> **ESERCIZIO DA SVOLGERE**
Riscrivi parola per parola tutto il testo su Fidel e il suo Partito, senza cambiare nulla.

> **TESTO**
La grande opera di Fidel, dice il teologo brasiliano Frei Betto, è la Rivoluzione Cubana, che non è cominciata il 1 gennaio 1959, ma molto prima, e che non è ancora terminata. Ma la spina dorsale di questo monumentale progetto, realizzato a sole 90 miglia dall’impero più poderoso della Storia non si spiegherebbe senza il suo Partito. lo confermano storiografi, filosofi, scrittori e prestigiosi giornalisti che segnalano tra le altre, tre chiavi che sostengono questo favoloso strumento.
L’UNITÀ
L’ossessione di Fidel è stata l’unità. Era timido, quasi chiedeva permesso per essere quello che è stato «con tutta la sua genialità, tutta la storia che incarna», lo descrive Frei Betto.
Cambiava quando aveva di fronte una sfida, quando spiegava alle folle «l’arte di costruire una correlazione di forze sociali, politiche e militari che permetta di trasformare le condizioni attuali della lotta, rendendo possibile nel futuro quello che nel momento presente appare come impossibile», aggiunge la sociologa cilena Marta Harnecker.

> **RIGHE DI DATI**
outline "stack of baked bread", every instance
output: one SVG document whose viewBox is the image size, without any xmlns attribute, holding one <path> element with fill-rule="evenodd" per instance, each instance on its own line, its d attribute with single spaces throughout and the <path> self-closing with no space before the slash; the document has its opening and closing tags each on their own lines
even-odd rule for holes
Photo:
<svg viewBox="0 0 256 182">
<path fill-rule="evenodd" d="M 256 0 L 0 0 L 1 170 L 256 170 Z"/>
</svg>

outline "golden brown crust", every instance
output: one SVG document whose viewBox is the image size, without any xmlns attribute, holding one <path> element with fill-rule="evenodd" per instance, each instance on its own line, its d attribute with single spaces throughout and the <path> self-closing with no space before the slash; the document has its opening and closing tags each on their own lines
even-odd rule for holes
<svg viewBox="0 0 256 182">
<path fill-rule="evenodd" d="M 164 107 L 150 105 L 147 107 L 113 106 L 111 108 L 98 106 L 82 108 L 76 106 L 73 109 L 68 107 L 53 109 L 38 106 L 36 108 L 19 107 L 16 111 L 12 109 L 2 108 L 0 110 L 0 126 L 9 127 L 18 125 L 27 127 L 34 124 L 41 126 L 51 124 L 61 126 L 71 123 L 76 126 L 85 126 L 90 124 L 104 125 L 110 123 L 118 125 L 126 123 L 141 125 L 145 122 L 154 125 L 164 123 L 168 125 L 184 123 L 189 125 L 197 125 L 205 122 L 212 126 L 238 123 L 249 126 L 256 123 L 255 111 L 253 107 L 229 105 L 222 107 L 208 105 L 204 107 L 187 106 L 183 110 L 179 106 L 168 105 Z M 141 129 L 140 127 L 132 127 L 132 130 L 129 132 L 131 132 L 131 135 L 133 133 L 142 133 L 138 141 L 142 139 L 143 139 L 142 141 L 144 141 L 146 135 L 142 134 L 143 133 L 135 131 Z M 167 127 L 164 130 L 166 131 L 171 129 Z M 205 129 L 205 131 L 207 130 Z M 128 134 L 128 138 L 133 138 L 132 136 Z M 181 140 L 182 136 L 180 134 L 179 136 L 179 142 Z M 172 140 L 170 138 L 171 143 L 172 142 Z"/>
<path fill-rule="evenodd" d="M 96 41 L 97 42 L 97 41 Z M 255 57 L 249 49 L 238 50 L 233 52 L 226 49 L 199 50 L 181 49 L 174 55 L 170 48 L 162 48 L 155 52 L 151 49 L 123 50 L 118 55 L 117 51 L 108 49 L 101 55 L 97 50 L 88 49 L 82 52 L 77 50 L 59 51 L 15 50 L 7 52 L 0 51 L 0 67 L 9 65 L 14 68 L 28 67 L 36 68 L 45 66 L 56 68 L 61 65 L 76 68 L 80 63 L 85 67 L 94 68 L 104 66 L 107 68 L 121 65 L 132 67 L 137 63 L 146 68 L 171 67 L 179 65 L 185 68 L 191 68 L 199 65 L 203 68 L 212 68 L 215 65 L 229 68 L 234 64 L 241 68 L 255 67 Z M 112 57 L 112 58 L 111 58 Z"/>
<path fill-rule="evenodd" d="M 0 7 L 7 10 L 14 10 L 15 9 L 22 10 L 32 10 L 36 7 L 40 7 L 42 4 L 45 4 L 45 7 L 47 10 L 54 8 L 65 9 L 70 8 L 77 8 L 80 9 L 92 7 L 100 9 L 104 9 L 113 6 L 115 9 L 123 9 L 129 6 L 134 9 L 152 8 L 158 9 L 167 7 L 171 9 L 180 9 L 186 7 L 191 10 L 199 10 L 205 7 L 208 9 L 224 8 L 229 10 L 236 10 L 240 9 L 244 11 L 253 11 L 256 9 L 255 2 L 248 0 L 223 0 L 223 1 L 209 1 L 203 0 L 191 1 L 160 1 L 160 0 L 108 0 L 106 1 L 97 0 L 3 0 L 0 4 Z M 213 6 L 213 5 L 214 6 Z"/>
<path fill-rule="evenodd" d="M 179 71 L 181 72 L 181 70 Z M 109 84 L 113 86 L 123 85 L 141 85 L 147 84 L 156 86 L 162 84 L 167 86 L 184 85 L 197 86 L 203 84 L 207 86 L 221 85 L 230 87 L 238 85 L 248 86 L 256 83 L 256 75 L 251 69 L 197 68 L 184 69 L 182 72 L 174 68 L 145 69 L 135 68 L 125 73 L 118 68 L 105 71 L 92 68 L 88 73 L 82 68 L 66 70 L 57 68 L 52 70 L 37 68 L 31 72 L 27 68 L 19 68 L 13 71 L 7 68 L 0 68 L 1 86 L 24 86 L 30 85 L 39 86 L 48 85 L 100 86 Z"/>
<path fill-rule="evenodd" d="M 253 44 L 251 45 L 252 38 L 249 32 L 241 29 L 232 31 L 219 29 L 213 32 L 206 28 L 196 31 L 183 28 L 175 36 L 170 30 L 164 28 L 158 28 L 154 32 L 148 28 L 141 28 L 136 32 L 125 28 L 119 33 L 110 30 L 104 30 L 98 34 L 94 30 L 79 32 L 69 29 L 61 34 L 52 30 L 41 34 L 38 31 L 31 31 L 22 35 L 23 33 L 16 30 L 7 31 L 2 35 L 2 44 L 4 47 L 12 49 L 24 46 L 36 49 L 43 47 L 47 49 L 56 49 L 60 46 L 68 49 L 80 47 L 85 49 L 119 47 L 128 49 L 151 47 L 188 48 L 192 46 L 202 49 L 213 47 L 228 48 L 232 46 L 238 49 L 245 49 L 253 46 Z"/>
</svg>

> **RISPOSTA SCRITTA**
La grande opera di Fidel, dice il teologo brasiliano Frei Betto, è la Rivoluzione Cubana, che non è cominciata il 1 gennaio 1959, ma molto prima, e che non è ancora terminata. Ma la spina dorsale di questo monumentale progetto, realizzato a sole 90 miglia dall’impero più poderoso della Storia non si spiegherebbe senza il suo Partito. lo confermano storiografi, filosofi, scrittori e prestigiosi giornalisti che segnalano tra le altre, tre chiavi che sostengono questo favoloso strumento.
L’UNITÀ
L’ossessione di Fidel è stata l’unità. Era timido, quasi chiedeva permesso per essere quello che è stato «con tutta la sua genialità, tutta la storia che incarna», lo descrive Frei Betto.
Cambiava quando aveva di fronte una sfida, quando spiegava alle folle «l’arte di costruire una correlazione di forze sociali, politiche e militari che permetta di trasformare le condizioni attuali della lotta, rendendo possibile nel futuro quello che nel momento presente appare come impossibile», aggiunge la sociologa cilena Marta Harnecker.